*TASK BRIEF*. Report each line of the records below that contains the word "label".

*MATERIAL*.
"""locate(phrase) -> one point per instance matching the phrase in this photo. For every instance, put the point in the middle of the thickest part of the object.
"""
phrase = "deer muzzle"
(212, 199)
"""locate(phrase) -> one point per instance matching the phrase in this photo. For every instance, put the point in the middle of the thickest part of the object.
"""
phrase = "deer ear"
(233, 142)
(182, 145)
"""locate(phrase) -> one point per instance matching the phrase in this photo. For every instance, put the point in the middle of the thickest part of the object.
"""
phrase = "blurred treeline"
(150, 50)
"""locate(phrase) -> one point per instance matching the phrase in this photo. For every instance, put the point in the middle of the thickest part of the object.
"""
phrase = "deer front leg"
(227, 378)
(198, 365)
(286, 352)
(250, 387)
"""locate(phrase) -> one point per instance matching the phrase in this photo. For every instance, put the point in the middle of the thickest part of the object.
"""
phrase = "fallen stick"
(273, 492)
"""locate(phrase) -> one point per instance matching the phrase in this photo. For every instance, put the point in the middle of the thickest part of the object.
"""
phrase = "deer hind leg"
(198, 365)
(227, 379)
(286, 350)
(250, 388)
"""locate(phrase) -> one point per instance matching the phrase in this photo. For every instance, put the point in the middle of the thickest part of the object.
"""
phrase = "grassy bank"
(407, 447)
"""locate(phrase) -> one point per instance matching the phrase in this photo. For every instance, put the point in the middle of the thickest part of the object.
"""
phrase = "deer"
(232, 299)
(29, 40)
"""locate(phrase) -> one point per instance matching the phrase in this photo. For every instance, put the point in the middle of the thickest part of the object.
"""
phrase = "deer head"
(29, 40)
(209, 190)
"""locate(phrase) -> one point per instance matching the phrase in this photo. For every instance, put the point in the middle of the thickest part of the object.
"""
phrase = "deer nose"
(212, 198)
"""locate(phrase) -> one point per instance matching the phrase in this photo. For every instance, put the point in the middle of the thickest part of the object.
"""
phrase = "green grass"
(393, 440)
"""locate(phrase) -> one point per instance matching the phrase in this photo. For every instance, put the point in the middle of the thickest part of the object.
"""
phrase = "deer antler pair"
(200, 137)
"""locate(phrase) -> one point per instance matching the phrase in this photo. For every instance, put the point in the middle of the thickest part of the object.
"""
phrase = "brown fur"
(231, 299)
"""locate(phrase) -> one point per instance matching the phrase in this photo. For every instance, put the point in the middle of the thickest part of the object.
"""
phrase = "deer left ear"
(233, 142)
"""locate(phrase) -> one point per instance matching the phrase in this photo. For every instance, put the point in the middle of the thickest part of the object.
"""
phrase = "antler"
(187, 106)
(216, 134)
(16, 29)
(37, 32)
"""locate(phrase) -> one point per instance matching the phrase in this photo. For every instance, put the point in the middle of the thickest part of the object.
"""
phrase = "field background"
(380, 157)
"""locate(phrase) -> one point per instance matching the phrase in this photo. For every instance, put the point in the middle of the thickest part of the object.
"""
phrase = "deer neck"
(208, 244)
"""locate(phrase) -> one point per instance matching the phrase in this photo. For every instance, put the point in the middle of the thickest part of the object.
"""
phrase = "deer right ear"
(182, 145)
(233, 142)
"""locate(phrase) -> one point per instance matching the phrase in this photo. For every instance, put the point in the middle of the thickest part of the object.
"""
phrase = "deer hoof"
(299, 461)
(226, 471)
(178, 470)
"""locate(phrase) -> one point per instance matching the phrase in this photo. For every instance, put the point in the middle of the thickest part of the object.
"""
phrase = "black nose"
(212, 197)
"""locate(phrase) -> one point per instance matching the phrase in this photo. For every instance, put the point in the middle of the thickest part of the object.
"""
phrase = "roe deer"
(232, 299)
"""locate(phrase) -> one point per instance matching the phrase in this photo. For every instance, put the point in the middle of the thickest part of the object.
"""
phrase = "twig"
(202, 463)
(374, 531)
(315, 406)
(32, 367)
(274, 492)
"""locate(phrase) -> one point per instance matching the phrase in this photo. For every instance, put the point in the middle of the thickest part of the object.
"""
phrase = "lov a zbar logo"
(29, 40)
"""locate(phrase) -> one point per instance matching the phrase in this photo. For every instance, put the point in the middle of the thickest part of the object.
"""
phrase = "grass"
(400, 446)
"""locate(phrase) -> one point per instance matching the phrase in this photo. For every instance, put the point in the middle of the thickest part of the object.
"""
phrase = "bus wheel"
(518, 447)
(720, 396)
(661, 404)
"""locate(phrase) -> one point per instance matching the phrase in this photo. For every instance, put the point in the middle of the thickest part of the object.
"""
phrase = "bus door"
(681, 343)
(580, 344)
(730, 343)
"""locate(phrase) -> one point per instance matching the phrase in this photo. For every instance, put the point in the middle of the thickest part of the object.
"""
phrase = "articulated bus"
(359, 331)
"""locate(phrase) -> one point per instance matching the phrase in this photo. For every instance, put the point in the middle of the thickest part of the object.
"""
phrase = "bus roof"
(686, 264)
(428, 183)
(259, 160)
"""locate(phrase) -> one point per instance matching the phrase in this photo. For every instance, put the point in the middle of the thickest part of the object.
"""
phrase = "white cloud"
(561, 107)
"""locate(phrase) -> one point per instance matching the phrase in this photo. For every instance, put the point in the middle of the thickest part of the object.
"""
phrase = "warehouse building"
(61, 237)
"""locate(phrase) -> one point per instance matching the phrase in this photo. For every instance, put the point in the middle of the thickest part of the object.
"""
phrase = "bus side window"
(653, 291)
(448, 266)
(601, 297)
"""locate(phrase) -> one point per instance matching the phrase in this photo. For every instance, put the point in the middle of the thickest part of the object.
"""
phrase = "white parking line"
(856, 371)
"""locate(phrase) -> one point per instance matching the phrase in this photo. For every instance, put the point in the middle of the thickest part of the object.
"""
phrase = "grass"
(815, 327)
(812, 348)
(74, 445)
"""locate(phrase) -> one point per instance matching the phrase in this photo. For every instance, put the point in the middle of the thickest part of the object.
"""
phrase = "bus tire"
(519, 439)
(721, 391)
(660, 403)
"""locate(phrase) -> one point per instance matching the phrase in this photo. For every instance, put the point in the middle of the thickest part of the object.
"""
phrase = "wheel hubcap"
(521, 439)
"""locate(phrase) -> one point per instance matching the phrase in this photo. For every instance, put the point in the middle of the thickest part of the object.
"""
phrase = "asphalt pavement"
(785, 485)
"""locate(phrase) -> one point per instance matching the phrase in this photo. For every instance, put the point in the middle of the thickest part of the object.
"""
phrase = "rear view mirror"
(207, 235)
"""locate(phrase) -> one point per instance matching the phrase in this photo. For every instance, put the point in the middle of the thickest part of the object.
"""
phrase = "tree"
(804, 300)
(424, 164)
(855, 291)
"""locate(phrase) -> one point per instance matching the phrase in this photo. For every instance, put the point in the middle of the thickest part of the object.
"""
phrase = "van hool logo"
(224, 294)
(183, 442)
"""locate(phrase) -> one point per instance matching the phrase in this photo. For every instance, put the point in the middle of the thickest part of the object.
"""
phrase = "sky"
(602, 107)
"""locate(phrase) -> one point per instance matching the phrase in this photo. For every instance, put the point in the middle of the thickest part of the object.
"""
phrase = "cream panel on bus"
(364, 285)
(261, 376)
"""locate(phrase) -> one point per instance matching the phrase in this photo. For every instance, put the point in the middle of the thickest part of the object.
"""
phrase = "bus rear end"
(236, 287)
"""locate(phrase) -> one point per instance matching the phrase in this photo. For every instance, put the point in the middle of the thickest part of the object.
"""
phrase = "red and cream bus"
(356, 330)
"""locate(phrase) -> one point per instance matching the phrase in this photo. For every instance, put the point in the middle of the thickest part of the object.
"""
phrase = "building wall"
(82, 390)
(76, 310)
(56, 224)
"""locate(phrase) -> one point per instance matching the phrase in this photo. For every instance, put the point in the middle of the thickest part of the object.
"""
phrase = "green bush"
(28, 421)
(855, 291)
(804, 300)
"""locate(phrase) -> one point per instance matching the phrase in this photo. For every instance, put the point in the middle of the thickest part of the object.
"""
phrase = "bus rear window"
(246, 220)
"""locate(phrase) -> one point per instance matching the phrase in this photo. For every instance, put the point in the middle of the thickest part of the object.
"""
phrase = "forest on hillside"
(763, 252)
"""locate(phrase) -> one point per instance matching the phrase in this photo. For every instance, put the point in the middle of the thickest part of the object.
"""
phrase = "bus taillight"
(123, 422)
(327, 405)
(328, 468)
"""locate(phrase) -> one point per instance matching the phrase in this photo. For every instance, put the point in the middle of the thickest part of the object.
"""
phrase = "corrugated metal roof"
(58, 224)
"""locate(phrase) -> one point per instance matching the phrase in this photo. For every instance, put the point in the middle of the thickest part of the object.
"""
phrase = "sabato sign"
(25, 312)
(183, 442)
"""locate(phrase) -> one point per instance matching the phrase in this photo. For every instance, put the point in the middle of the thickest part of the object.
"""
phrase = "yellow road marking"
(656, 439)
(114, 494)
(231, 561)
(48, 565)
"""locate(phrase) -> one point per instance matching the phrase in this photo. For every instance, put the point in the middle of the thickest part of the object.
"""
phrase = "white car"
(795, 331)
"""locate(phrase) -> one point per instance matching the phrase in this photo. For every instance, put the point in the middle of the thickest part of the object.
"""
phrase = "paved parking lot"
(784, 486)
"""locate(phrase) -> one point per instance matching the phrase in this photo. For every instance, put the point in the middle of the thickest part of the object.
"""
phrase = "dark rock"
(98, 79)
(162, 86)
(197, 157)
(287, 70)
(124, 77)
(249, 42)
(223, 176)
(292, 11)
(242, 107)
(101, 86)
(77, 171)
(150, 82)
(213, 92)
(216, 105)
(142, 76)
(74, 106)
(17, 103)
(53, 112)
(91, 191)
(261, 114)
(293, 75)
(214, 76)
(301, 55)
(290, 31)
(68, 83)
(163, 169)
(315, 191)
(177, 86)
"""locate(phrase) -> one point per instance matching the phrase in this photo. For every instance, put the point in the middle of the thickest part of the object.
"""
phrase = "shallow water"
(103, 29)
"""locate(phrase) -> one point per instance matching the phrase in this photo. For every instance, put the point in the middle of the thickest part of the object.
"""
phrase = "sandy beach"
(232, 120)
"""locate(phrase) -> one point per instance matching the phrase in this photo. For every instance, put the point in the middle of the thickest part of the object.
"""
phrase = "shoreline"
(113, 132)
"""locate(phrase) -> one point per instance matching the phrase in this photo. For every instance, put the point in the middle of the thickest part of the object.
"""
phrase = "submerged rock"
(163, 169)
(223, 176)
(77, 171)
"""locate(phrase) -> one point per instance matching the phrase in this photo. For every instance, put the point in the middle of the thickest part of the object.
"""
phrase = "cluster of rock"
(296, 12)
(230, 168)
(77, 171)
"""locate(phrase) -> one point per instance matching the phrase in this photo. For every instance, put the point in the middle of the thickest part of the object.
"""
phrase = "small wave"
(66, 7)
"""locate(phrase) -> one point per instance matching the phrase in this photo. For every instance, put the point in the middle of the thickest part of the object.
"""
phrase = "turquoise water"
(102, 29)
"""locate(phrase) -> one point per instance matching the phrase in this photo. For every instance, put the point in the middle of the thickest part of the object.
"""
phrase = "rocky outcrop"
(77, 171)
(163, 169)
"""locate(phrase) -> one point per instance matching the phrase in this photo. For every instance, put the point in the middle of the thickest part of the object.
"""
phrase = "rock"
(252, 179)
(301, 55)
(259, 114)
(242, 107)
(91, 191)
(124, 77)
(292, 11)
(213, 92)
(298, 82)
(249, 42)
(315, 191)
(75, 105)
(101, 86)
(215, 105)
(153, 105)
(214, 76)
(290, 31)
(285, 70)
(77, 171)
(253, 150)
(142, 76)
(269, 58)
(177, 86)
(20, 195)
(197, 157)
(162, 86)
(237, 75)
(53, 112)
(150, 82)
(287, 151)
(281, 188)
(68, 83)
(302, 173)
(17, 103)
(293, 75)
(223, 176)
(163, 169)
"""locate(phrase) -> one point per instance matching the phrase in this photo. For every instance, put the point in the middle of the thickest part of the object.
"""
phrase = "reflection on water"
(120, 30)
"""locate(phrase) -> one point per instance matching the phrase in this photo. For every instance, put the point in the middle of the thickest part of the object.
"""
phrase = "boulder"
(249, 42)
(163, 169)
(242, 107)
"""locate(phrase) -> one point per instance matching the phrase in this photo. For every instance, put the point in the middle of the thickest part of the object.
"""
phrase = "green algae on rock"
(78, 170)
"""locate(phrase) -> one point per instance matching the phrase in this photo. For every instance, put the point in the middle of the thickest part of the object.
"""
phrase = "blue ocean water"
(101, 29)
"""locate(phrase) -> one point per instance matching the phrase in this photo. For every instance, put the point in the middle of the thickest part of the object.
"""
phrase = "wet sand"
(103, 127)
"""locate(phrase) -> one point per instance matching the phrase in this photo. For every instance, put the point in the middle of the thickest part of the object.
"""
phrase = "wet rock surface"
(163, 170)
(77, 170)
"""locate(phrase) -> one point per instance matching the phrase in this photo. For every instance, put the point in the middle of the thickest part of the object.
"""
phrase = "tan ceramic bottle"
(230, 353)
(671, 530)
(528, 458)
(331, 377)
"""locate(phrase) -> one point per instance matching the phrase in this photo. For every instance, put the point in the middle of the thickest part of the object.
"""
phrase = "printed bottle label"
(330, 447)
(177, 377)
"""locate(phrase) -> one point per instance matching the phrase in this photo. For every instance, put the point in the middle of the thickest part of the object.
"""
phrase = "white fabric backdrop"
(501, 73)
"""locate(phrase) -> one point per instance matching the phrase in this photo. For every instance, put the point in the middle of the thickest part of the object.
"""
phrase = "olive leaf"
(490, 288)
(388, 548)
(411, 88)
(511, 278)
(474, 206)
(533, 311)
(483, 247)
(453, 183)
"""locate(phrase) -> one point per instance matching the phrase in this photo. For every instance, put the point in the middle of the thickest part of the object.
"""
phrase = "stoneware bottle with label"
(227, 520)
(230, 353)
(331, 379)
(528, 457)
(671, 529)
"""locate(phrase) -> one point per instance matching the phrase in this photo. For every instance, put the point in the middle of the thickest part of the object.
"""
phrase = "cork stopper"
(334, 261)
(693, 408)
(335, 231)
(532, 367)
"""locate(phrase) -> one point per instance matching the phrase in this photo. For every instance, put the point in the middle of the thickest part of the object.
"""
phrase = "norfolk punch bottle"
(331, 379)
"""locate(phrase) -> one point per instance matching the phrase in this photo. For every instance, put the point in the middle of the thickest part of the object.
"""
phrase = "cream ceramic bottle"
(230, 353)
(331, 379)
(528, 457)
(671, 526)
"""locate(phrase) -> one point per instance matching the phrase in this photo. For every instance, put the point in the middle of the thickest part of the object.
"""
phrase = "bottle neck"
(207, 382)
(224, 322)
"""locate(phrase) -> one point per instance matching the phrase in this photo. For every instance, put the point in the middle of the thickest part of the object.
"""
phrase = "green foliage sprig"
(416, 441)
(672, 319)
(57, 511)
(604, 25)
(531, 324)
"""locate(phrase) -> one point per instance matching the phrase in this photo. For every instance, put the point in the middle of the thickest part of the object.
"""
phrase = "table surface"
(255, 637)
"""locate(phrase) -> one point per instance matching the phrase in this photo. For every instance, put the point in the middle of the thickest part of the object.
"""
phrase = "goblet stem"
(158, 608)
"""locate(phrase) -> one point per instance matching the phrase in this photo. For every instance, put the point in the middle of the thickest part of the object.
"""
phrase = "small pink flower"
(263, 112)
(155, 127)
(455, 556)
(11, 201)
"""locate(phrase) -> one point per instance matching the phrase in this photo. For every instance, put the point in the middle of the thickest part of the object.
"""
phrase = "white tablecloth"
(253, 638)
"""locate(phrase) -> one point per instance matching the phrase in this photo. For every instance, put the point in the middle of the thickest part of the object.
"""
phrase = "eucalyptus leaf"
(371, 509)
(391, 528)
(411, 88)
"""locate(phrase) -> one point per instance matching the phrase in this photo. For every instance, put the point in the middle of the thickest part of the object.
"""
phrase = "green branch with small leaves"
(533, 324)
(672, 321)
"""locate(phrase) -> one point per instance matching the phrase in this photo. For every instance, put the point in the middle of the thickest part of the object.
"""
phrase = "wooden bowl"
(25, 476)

*RESPONSE FOR THIS EXERCISE*.
phrase = "printed bottle label"
phrase = "stoneware bottle with label"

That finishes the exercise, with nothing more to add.